Copy out the items below verbatim, from the line with "Isolate mast in the photo." to the line with "[313,734,346,815]", including both of those lines.

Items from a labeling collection
===
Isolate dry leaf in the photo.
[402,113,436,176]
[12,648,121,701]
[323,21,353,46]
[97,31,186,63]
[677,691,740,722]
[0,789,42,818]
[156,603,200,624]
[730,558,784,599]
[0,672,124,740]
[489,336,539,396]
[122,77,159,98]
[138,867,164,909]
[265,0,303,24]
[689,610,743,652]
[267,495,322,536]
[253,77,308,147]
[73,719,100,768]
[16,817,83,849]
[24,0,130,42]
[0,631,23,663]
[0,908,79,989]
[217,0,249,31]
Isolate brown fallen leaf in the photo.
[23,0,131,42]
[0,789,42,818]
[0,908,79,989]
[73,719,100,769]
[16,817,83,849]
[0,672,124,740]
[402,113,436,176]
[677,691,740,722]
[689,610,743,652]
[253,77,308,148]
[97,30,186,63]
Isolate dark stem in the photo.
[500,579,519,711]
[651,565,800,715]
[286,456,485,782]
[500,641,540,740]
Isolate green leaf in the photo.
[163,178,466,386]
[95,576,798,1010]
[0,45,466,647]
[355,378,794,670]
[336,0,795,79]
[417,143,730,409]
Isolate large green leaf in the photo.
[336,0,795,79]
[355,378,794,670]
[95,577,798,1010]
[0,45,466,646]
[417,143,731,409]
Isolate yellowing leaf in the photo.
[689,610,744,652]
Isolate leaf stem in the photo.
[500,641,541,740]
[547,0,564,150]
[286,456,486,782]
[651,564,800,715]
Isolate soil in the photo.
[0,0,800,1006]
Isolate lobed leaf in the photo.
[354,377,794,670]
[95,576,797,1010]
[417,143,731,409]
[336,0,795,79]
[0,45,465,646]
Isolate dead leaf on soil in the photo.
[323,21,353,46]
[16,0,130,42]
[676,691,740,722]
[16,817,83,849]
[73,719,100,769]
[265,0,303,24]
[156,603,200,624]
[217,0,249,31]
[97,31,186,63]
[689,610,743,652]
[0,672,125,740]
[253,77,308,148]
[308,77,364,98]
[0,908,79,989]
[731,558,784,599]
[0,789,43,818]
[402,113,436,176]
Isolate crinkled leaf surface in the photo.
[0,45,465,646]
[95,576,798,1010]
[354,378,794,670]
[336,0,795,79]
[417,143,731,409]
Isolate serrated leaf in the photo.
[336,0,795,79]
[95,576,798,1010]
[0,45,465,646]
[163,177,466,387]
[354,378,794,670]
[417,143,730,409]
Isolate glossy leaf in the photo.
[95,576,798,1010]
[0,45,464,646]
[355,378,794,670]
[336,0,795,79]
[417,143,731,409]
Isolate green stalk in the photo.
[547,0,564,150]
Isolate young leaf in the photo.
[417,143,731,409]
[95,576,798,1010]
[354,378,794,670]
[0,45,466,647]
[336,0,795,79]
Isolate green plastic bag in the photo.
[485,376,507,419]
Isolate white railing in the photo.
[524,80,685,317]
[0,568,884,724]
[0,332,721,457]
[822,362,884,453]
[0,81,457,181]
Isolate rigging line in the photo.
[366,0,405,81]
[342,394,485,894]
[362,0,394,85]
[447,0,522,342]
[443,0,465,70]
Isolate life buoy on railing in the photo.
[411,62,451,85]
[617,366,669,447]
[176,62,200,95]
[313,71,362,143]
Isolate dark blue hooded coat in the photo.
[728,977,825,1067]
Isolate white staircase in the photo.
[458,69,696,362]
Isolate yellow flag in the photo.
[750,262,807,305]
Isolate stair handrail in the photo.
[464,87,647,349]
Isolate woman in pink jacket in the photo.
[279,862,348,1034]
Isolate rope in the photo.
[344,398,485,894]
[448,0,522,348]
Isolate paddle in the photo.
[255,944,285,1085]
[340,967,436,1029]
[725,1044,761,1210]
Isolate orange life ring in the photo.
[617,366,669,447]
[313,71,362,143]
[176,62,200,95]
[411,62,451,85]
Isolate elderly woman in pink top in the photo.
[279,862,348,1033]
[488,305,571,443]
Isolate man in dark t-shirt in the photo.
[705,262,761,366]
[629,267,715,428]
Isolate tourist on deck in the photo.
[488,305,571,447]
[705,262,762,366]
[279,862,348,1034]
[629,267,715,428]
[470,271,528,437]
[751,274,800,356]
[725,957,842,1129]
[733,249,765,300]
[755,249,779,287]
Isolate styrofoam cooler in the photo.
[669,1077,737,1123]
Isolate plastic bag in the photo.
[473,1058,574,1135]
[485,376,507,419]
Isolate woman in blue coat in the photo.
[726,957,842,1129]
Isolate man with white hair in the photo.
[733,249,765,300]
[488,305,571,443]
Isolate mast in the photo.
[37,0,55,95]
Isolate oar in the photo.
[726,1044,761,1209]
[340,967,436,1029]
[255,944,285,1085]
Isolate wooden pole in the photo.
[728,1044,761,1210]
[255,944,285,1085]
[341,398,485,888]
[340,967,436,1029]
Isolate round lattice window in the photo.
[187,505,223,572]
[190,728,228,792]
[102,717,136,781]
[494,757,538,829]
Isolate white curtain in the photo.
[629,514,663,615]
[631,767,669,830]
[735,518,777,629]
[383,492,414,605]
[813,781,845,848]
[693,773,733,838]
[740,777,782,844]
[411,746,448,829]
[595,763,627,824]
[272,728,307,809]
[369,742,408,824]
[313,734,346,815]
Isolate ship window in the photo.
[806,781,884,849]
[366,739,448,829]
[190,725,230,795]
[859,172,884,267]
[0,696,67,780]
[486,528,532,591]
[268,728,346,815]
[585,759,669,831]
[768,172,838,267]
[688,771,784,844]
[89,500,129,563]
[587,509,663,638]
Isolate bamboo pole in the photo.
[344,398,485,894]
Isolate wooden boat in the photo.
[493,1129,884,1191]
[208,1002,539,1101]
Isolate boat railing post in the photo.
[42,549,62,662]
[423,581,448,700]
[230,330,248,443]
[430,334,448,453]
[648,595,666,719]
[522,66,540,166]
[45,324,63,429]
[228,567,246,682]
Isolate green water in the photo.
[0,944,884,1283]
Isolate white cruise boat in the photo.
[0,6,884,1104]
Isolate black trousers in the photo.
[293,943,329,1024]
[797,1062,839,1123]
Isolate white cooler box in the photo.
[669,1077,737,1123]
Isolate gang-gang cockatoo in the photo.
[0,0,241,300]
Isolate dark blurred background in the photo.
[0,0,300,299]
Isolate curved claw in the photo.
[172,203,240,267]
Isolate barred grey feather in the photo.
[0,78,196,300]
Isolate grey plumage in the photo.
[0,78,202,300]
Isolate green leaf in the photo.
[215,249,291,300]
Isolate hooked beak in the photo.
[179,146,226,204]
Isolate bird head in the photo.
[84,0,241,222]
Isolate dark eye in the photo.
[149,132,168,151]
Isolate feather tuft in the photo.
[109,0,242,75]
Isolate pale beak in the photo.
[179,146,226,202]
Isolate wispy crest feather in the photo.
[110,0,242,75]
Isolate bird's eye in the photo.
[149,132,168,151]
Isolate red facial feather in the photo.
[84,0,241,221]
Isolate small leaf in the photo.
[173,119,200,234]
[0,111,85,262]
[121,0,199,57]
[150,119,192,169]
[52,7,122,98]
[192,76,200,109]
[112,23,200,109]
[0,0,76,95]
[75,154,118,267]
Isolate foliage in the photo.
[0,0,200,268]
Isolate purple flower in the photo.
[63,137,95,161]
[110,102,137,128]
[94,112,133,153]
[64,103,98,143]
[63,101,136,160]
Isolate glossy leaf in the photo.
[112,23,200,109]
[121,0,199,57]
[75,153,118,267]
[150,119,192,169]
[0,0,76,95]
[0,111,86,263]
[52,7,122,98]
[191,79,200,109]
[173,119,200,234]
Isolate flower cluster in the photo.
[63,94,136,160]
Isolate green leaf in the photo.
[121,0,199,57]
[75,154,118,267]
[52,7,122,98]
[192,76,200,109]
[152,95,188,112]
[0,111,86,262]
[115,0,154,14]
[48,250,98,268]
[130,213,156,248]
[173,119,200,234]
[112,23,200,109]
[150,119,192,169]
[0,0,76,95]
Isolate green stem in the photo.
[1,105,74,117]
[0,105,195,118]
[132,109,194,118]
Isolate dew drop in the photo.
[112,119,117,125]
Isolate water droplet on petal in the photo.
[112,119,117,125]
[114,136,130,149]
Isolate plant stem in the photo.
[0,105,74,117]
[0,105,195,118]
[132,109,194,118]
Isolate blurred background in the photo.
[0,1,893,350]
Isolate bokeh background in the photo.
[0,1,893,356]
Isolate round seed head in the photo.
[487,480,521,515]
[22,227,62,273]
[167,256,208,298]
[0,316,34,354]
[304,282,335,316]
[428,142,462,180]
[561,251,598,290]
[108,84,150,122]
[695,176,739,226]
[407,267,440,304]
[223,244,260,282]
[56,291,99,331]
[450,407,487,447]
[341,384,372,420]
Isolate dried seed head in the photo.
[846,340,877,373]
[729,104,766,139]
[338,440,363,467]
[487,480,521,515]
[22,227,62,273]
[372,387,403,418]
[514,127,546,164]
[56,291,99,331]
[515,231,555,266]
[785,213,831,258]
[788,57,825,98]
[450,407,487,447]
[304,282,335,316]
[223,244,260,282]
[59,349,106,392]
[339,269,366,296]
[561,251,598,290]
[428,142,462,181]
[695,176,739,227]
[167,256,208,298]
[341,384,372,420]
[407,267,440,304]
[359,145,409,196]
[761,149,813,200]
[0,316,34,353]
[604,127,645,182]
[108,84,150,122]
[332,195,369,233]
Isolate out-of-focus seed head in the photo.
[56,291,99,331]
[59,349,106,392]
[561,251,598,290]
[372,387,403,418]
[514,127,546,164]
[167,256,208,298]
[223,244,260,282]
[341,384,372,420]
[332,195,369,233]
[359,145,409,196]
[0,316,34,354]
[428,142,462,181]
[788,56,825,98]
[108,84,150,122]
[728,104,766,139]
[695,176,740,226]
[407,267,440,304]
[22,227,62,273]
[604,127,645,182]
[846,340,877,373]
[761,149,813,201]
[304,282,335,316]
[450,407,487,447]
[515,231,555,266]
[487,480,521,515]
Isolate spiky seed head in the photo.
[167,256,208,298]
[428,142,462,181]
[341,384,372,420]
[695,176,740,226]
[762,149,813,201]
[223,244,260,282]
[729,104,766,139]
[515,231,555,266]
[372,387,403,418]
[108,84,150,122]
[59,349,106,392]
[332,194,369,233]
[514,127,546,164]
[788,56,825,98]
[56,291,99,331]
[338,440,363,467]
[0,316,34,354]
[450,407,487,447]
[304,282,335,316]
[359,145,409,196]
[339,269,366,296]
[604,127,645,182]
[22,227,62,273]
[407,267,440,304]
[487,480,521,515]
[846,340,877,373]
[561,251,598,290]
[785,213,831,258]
===
Worked answer:
Isolate mast in the photo.
[37,0,55,95]
Isolate oar in the photo.
[726,1044,761,1209]
[340,967,436,1029]
[255,944,285,1085]
Isolate wooden pole in the photo.
[728,1044,761,1210]
[255,944,285,1085]
[341,398,485,888]
[340,967,436,1029]
Isolate round lattice window in the photo.
[187,505,223,572]
[190,728,228,792]
[102,717,136,781]
[494,757,538,829]
Isolate white curtain in the photo.
[629,514,663,615]
[631,767,669,830]
[735,518,777,629]
[383,492,414,605]
[813,781,845,848]
[693,773,733,838]
[740,777,782,844]
[411,746,448,829]
[595,763,627,824]
[272,728,307,809]
[369,742,408,824]
[313,734,346,815]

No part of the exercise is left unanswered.